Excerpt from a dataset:
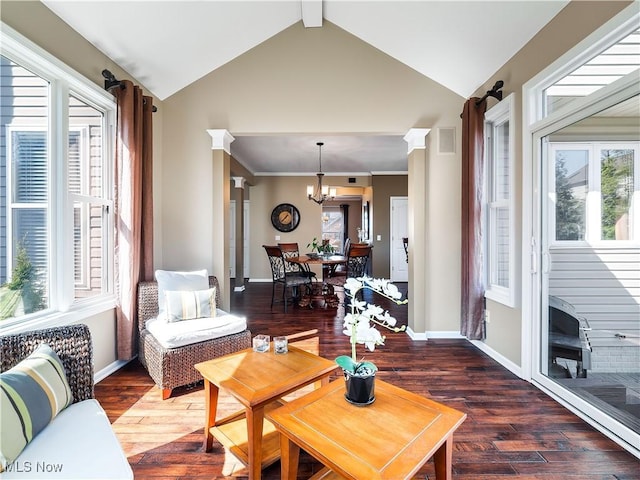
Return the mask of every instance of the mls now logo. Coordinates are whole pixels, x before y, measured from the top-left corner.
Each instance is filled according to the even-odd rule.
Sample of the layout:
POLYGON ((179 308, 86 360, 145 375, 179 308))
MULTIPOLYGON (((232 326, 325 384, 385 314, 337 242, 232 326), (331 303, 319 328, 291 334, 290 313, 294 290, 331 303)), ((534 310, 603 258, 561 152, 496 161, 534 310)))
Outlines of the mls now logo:
POLYGON ((15 473, 61 473, 63 469, 62 463, 48 463, 48 462, 13 462, 7 464, 7 472, 15 473))

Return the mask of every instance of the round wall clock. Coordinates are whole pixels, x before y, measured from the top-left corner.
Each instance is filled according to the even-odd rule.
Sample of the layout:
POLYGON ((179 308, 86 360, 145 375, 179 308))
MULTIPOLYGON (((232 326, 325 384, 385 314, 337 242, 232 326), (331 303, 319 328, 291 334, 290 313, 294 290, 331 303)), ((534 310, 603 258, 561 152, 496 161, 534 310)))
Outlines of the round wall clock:
POLYGON ((271 212, 271 223, 276 230, 292 232, 300 223, 300 212, 290 203, 281 203, 271 212))

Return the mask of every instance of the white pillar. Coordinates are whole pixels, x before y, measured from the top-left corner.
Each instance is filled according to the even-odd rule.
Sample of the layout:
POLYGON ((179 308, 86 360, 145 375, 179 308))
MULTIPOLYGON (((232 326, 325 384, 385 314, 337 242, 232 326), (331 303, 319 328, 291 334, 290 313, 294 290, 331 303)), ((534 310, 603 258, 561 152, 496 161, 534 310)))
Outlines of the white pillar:
POLYGON ((408 333, 426 340, 429 302, 427 284, 427 150, 429 128, 412 128, 404 136, 408 144, 409 320, 408 333))
MULTIPOLYGON (((233 136, 224 129, 207 130, 211 135, 213 174, 211 179, 213 219, 211 274, 218 277, 222 289, 222 307, 230 307, 231 282, 229 280, 229 208, 231 201, 231 142, 233 136)), ((205 213, 206 214, 206 213, 205 213)))

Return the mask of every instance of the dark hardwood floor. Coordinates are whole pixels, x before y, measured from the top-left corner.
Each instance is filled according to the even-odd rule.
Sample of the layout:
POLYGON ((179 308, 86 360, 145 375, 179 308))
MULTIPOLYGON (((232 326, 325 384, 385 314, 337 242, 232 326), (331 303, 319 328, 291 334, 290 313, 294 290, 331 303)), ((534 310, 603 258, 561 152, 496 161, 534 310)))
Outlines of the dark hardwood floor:
MULTIPOLYGON (((320 355, 349 353, 335 309, 290 307, 284 314, 282 304, 270 309, 270 299, 271 284, 248 283, 244 293, 232 294, 231 309, 247 316, 254 335, 307 332, 319 339, 320 355)), ((406 322, 406 307, 390 310, 406 322)), ((364 353, 361 346, 359 352, 364 353)), ((464 340, 413 342, 404 333, 390 333, 386 345, 366 357, 378 365, 383 380, 467 413, 454 435, 454 479, 640 479, 640 460, 464 340)), ((246 478, 219 444, 202 451, 201 384, 178 389, 162 401, 146 371, 133 361, 95 390, 136 479, 246 478)), ((228 395, 222 393, 220 400, 219 415, 237 410, 228 395)), ((303 452, 299 478, 318 468, 303 452)), ((263 478, 279 479, 279 463, 265 469, 263 478)), ((434 479, 433 462, 414 478, 434 479)))

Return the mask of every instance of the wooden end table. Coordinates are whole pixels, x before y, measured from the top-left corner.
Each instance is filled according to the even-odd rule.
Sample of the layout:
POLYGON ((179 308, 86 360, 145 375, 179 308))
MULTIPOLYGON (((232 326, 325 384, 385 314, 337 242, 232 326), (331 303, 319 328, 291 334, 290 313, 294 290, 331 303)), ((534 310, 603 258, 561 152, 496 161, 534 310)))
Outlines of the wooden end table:
POLYGON ((375 402, 344 398, 337 380, 267 413, 281 435, 282 479, 295 480, 300 448, 328 469, 313 479, 410 479, 433 457, 451 479, 453 432, 467 415, 376 379, 375 402))
POLYGON ((278 434, 264 421, 265 408, 276 408, 283 402, 273 402, 311 383, 327 384, 337 365, 292 345, 288 353, 277 355, 272 344, 265 353, 248 348, 195 368, 204 378, 204 450, 211 450, 215 437, 249 467, 249 478, 257 480, 262 468, 280 458, 278 434), (233 395, 244 411, 216 420, 220 388, 233 395))

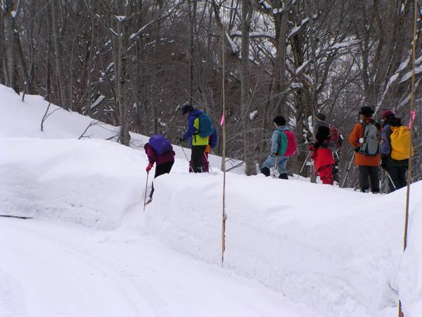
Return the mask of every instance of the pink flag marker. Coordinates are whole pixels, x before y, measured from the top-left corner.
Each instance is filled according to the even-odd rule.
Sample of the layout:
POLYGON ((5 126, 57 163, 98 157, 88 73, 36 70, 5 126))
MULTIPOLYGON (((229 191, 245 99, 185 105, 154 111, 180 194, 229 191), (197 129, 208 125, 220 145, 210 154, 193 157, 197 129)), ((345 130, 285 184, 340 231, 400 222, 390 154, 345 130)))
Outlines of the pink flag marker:
POLYGON ((415 117, 416 116, 416 113, 412 110, 410 111, 410 113, 411 118, 409 120, 409 128, 411 129, 412 123, 415 120, 415 117))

* [DIRECTIONS] Reproduce all of the data above verbatim, leaving out the pictures.

* [RIGHT ANSWER]
Return the mask of every instance of the mls now logo. Coordinates are whole pixels, x before y, measured from the top-left corner.
Each instance is filled according to the even-odd rule.
Sample of the layout:
POLYGON ((179 308, 86 360, 145 375, 179 308))
MULTIPOLYGON (((232 326, 325 384, 385 314, 337 242, 232 326), (331 303, 319 328, 291 334, 290 313, 294 290, 331 303)), ((534 310, 603 258, 561 152, 496 161, 534 310)))
Outlines of the mls now logo:
POLYGON ((15 473, 61 473, 63 469, 62 463, 48 463, 48 462, 13 462, 7 464, 7 472, 15 473))

Return the mask of every instance of the round wall clock. Coordinates are whole pixels, x before y, measured from the top-left corner.
Each instance is filled according to the even-odd rule.
Sample of the layout:
POLYGON ((179 308, 86 360, 145 375, 179 308))
MULTIPOLYGON (((232 326, 325 384, 385 314, 337 242, 232 326), (331 303, 319 328, 291 334, 290 313, 294 290, 331 303)), ((534 310, 603 258, 561 152, 496 161, 534 310)))
Outlines of the round wall clock:
POLYGON ((271 212, 271 223, 276 230, 292 232, 300 223, 300 212, 290 203, 281 203, 271 212))

Return the mask of every instance of the white pillar. Coordinates are whole pixels, x before y, measured from the top-left corner.
Each instance is filled according to the even-odd rule.
Sample of the layout:
POLYGON ((179 308, 86 360, 145 375, 179 308))
MULTIPOLYGON (((232 326, 325 384, 385 314, 337 242, 232 326), (331 303, 319 328, 291 334, 290 313, 294 290, 331 303)), ((534 310, 603 258, 561 152, 496 161, 534 310)))
Outlines of the white pillar:
POLYGON ((408 333, 426 340, 429 302, 427 284, 427 150, 429 128, 412 128, 404 136, 408 144, 409 320, 408 333))
MULTIPOLYGON (((233 136, 224 129, 207 130, 211 135, 213 174, 211 179, 213 219, 211 274, 218 277, 222 289, 222 307, 230 307, 231 282, 229 280, 229 208, 231 201, 231 142, 233 136)), ((205 213, 206 214, 206 213, 205 213)))

Return the mask of every instance of the dark hardwood floor. Coordinates are whole pixels, x before y, measured from the top-left corner.
Each instance is filled according to the even-odd rule.
Sample of the layout:
POLYGON ((179 308, 86 360, 145 375, 179 308))
MULTIPOLYGON (((232 326, 325 384, 385 314, 337 242, 232 326), (331 303, 319 328, 291 334, 290 313, 294 290, 331 303)), ((534 310, 603 258, 561 152, 496 161, 534 310)))
Outlines of the dark hardwood floor:
MULTIPOLYGON (((320 355, 349 353, 335 309, 290 307, 284 314, 282 304, 270 309, 270 299, 271 284, 248 283, 244 293, 232 294, 231 309, 247 316, 254 335, 307 332, 319 339, 320 355)), ((406 322, 406 307, 390 310, 406 322)), ((364 353, 361 346, 359 352, 364 353)), ((464 340, 413 342, 404 333, 390 333, 386 345, 366 357, 378 365, 383 380, 467 413, 454 435, 454 479, 640 479, 640 460, 464 340)), ((246 478, 219 444, 202 451, 201 384, 178 389, 162 401, 146 371, 133 361, 95 390, 136 479, 246 478)), ((228 395, 222 393, 220 400, 219 415, 237 410, 228 395)), ((303 452, 299 478, 318 468, 303 452)), ((263 478, 279 479, 279 463, 265 469, 263 478)), ((434 479, 433 462, 414 478, 434 479)))

Return the mask of every instance of the wooden end table. Coordinates are whole pixels, x before y, measured from the top-left corner.
Each instance is filled according to the even-odd rule.
Sample of the layout:
POLYGON ((179 308, 86 360, 145 375, 179 308))
MULTIPOLYGON (((232 326, 325 384, 385 314, 337 242, 232 326), (331 303, 319 328, 291 334, 290 313, 294 290, 331 303)), ((534 310, 603 258, 561 152, 496 161, 534 310)))
Outlines of the wooden end table:
POLYGON ((375 402, 344 398, 337 380, 267 413, 281 435, 282 479, 295 480, 300 448, 328 469, 313 479, 410 479, 433 457, 451 479, 453 432, 467 415, 376 379, 375 402))
POLYGON ((278 434, 264 421, 265 408, 276 408, 283 402, 273 402, 311 383, 327 384, 337 365, 292 345, 288 353, 277 355, 272 344, 265 353, 248 348, 195 368, 204 378, 204 450, 211 450, 215 437, 249 467, 249 478, 257 480, 262 468, 280 458, 278 434), (233 395, 244 411, 216 420, 220 388, 233 395))

Return the mask of every instance of the pink flag marker. Coordinates are whole pixels, x before y, measured from the top-left corner.
Each instance is filled according to the even-odd rule.
Sample of the layout:
POLYGON ((5 126, 57 163, 98 157, 88 73, 36 70, 5 126))
MULTIPOLYGON (((229 191, 245 99, 185 105, 154 111, 180 194, 229 191), (197 129, 208 125, 220 145, 210 154, 193 157, 197 129)), ((345 130, 285 184, 340 231, 400 222, 390 154, 345 130)))
Outlines of the pink flag marker:
POLYGON ((415 117, 416 116, 416 113, 412 110, 410 111, 410 113, 411 118, 409 120, 409 128, 411 129, 412 123, 415 120, 415 117))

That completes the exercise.